What is needed: Exclude the images and transcribe the entries below precisely.

===

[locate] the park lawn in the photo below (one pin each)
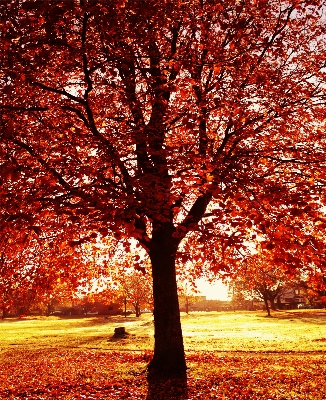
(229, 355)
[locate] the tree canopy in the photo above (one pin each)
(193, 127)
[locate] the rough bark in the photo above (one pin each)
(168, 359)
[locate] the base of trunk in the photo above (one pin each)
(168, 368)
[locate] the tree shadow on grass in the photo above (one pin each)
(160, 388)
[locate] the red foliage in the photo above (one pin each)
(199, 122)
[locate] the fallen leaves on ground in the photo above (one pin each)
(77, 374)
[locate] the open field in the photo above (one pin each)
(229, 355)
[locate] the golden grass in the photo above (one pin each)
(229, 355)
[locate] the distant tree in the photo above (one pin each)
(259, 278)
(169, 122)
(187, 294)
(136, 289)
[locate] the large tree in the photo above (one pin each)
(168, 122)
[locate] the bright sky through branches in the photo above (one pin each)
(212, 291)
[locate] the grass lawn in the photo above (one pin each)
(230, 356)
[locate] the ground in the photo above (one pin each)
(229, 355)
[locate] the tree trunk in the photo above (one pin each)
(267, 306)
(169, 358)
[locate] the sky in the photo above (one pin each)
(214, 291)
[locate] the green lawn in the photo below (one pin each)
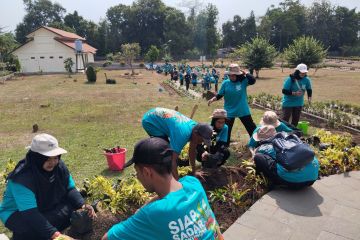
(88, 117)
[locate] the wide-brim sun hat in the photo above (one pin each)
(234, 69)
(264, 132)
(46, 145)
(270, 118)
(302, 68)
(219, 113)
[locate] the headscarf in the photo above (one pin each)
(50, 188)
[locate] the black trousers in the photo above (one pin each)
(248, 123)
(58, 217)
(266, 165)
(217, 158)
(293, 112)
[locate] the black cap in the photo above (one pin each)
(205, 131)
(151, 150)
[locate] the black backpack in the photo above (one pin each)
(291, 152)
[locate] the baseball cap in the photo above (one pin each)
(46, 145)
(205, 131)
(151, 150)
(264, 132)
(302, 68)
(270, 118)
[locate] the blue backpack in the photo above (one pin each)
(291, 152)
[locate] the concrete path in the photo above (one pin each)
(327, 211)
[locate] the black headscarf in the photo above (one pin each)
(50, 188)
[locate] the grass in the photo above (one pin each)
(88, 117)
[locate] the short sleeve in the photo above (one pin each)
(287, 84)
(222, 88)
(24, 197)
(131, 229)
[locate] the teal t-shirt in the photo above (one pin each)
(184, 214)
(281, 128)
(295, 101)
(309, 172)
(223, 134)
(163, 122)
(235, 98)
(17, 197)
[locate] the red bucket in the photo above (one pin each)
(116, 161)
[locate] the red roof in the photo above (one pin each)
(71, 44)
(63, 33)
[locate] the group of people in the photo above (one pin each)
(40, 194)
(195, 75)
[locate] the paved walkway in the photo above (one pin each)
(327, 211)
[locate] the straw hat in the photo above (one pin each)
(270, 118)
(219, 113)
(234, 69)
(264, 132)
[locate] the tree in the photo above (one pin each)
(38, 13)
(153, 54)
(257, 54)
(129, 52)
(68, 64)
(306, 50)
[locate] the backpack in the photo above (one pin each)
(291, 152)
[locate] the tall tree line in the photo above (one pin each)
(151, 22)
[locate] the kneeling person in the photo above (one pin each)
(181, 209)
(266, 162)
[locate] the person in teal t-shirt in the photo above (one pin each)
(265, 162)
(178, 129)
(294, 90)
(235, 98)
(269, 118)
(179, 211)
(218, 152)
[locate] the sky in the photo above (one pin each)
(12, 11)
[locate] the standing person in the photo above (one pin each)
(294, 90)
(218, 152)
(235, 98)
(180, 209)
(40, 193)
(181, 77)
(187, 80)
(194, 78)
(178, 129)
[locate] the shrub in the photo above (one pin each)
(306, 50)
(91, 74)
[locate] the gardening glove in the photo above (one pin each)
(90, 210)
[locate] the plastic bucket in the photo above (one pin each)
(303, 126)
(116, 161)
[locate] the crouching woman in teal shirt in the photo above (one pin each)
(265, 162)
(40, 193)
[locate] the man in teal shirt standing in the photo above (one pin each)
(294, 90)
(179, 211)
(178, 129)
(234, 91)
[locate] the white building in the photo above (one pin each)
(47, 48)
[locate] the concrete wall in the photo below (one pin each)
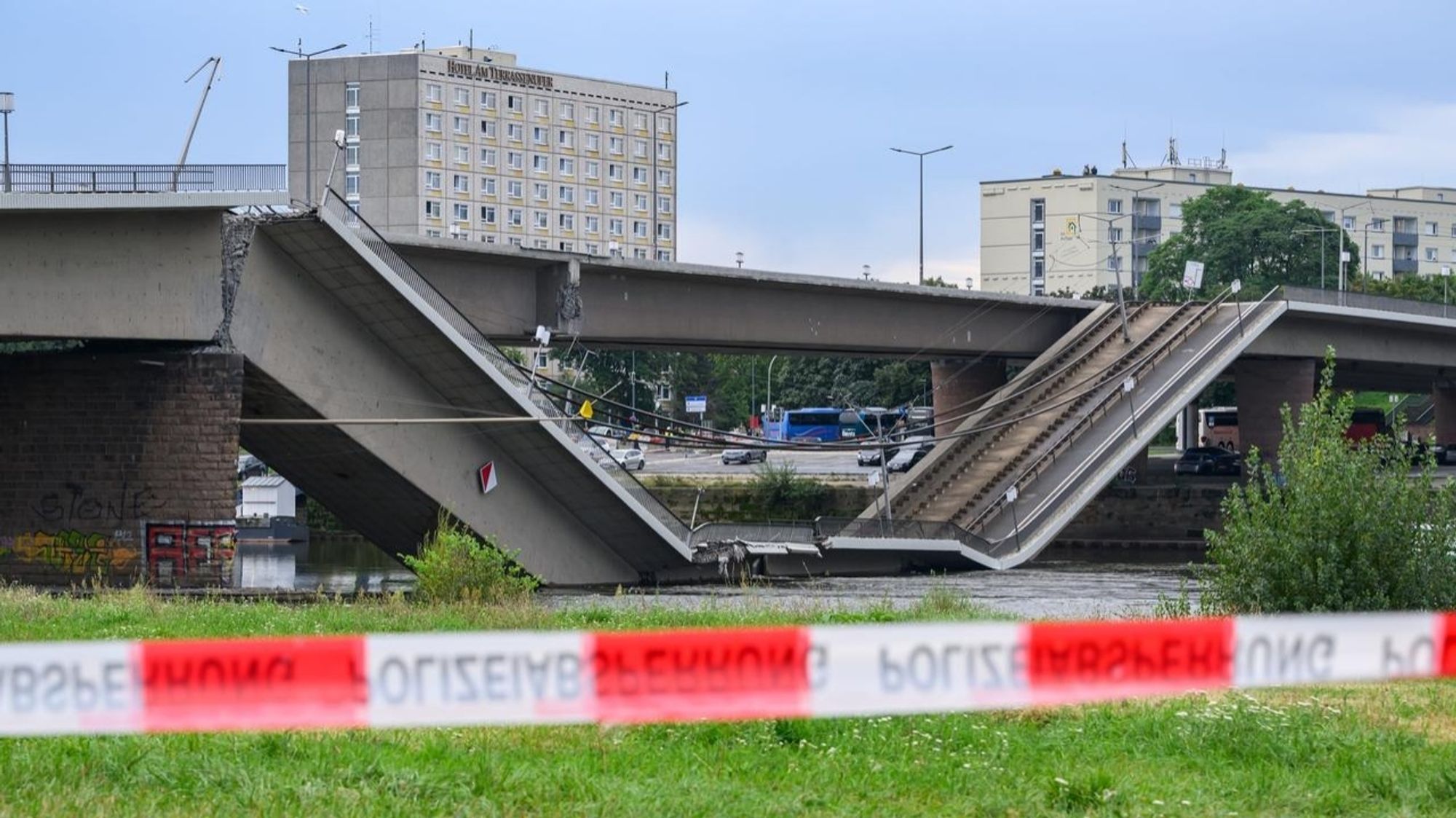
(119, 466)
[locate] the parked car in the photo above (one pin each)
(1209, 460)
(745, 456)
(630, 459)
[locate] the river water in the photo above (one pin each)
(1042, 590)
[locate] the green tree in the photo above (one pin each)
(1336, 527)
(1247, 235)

===

Response box:
[locate] the park lawn in the photo below (one pin each)
(229, 355)
[locate] the tree canopy in the photo above (one pin each)
(193, 127)
[locate] the rough bark in the photo above (one pin each)
(168, 359)
[locate] the base of trunk in the photo above (one pin each)
(168, 368)
[locate] the tree shadow on grass in the photo above (one pin each)
(160, 388)
[locate] the red foliage in the photo above (one pin each)
(199, 122)
[locate] the fallen leaves on ground in the photo above (one pin each)
(77, 374)
[locate] the open field in the photo above (one pin each)
(229, 355)
[locate] the golden grass in the photo above (one pin each)
(229, 355)
[locate] the distant tree in the photo above (one pin each)
(259, 278)
(169, 122)
(187, 294)
(136, 289)
[locate] the large tree in the photo above (one pin each)
(168, 122)
[locate] the bright sky through branches in the photo above (one pin each)
(212, 291)
[locate] the grass lawn in the photo above (one pin each)
(230, 356)
[locate] the ground in the photo above (one pin each)
(229, 355)
[locate] the tree trunk in the photo above (one pin each)
(267, 306)
(169, 358)
[locate] the sky in the photo above (one pin each)
(214, 291)
[locate] the green lawn in the photo below (one pin each)
(88, 117)
[locate] the wide-brim sun hat in the photo above (one pin each)
(234, 69)
(264, 132)
(46, 145)
(270, 118)
(302, 68)
(219, 113)
[locate] the headscarf in the photo above (one pin each)
(50, 188)
[locate] the black trousers in the photo above (one pin each)
(248, 123)
(58, 217)
(266, 165)
(217, 158)
(293, 112)
[locate] the black cap in the photo above (one pin each)
(205, 131)
(151, 150)
[locate] the black backpack in the photo above (one pin each)
(291, 152)
[locate] the baseball cap in the photo above (one pin each)
(46, 145)
(205, 131)
(151, 150)
(264, 132)
(302, 68)
(270, 118)
[locate] the blue backpack in the photo above (one pin each)
(291, 152)
[locate] the concrete path in the photo above (one pin each)
(327, 211)
[locate] the black headscarf in the photo above (one pin each)
(50, 188)
[locate] the grass in the photo above (one pin each)
(88, 117)
[locate] the short sleeve in the photo above (one pin each)
(287, 84)
(222, 88)
(24, 197)
(131, 229)
[locate] the teal t-shirt in the photo above (one pin each)
(184, 214)
(281, 128)
(295, 101)
(309, 172)
(223, 134)
(163, 122)
(235, 98)
(17, 197)
[locate] the red bucket in the photo above (one pin each)
(116, 161)
[locate] the red roof in the photo above (one pin each)
(71, 44)
(63, 33)
[locate] the group of people in the photo above (one pin each)
(40, 194)
(195, 75)
[locate] the paved walkway in the photo above (one pin each)
(327, 211)
[locate] the straw hat in the photo above (one pin each)
(270, 118)
(219, 113)
(234, 69)
(264, 132)
[locate] the tree in the photo above (one pin each)
(38, 13)
(153, 54)
(257, 54)
(129, 52)
(68, 64)
(306, 50)
[locate] the backpack in the photo above (one pin each)
(291, 152)
[locate] the tall tree line in the photo above (one pin each)
(151, 22)
[locate] the kneeling person in the photo above (one pin each)
(181, 209)
(266, 162)
[locate] the person in teal t-shirt in the photo above (one pin each)
(265, 162)
(178, 129)
(294, 90)
(235, 98)
(269, 118)
(179, 211)
(218, 152)
[locate] the sky in the photo above (one pin each)
(12, 11)
[locate] the standing person in the photo above (one pin each)
(294, 90)
(218, 152)
(235, 98)
(180, 209)
(40, 193)
(181, 77)
(187, 80)
(194, 78)
(178, 129)
[locate] the shrub in the photo above (one pin each)
(306, 50)
(91, 74)
[locate] the gardening glove in the photo above (one pin each)
(90, 210)
[locate] the plastic bucket in the photo above (one pin each)
(303, 126)
(116, 161)
[locate] the crouching woman in teal shirt in the photo above (one pin each)
(265, 162)
(40, 193)
[locate] the man in teal shirt standing in the photo above (one pin each)
(294, 90)
(179, 211)
(178, 129)
(234, 91)
[locate] the white building in the photo above (one pin each)
(47, 48)
[locate] the concrete wall in the photo below (one pin each)
(119, 466)
[locate] the parked car in the photo above (one pin each)
(1209, 460)
(745, 456)
(630, 459)
[locate] the river water in the photo above (one pin each)
(1042, 590)
[locate] the green tree in the photo above (one pin each)
(1336, 527)
(1247, 235)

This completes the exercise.